- _EXERCISE TASKS_
a. In the Francophonie highlights, give the stretch from "In 2003, L’Accueil" through "the provincial legislature." again, swapping "settlement service" for "integration service".
b. According to the Francophonie highlights, how many French-language schools did the Division scolaire franco-manitobaine No. 49 have when it was created?
c. Carry on the Francophonie highlights text from its final sentence.

Francophonie highlights

In 1971, Bill 113 was introduced, recognizing English and French as the two official languages of instruction in Manitoba’s public schools.

In 1981, the provincial government established the French Language Services Secretariat (now the Francophone Affairs Secretariat).

In 1994, the Division scolaire franco-manitobaine No. 49 was created, with 22 French-language schools.

In 2003, L’Accueil francophone, a reception and settlement service sponsored by the Société franco-manitobaine, was created.

In 2016, the Francophone Community Enhancement and Support Act (Bill 5) is unanimously passed by the provincial legislature.



The French presence in Western Canada dates back to the 18th century. Founded by the Métis, the Red River Colony with its capital, St. Boniface, grew in the early 19th century to become one of the main centres of French life in the West.

- _RECORDED DATA_
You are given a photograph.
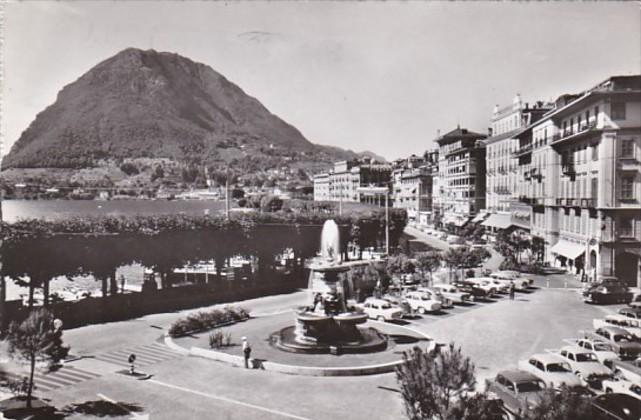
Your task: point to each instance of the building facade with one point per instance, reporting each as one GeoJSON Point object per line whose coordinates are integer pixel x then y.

- _RESULTS_
a.
In 2003, L’Accueil francophone, a reception and integration service sponsored by the Société franco-manitobaine, was created.

In 2016, the Francophone Community Enhancement and Support Act (Bill 5) is unanimously passed by the provincial legislature.

b. 22

c.
This colony became the province of Manitoba in 1870, following a popular and democratic movement led by Louis Riel. The Manitoba Act recognized the linguistic and cultural duality of the new province, but between 1870 and 1885, Métis and Canadian Francophones quickly became a minority.

The Franco-Manitoban community continued to vigorously assert itself, however, and in 1916 created the Association d’éducation des Canadiens français du Manitoba (AECFM). The Société franco-manitobaine was created in 1968. Thirteen years later, the Manitoba government created a French Language Services Secretariat and in 1994, a Francophone school board, the Division scolaire franco-manitobaine, was created.